>> begin

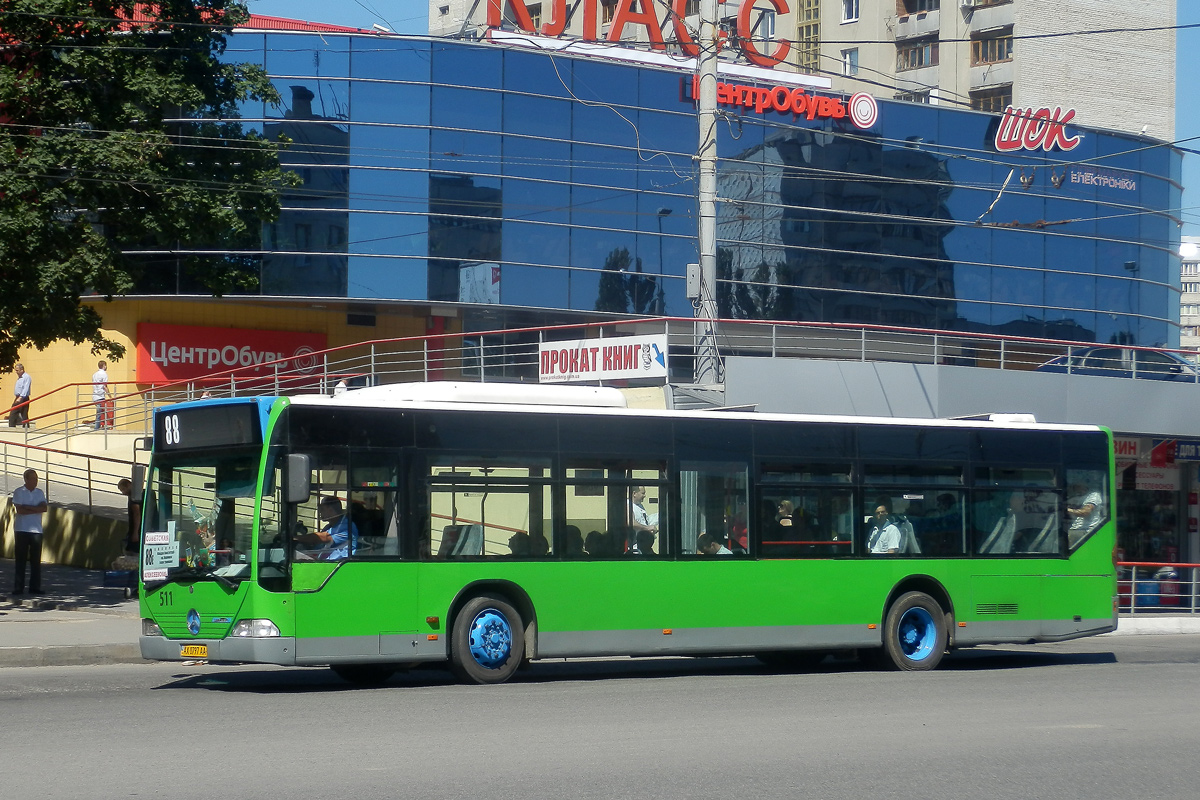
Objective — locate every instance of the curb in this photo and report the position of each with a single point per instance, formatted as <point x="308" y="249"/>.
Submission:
<point x="1156" y="625"/>
<point x="71" y="655"/>
<point x="51" y="605"/>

>> end

» YOUR OBJECTIVE
Rewrite the items above with "curb" changed to "roadside curb" and everything else kept the same, leaving out the pictures.

» TASK OUTPUT
Objective — locate every instance of the roadside curb in this photo and report the position of each with a single point per instance, formatted as <point x="308" y="249"/>.
Submission:
<point x="1156" y="625"/>
<point x="71" y="655"/>
<point x="51" y="605"/>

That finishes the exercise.